Restate all of the data exactly.

#####

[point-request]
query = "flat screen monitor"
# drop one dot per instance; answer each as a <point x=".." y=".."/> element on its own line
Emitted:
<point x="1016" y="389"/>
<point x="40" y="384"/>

#####

> **Exercise output**
[point-request]
query = "flat screen monitor"
# drop one dot per instance; answer each as a <point x=".." y=".."/> element on its own line
Emitted:
<point x="1016" y="389"/>
<point x="40" y="384"/>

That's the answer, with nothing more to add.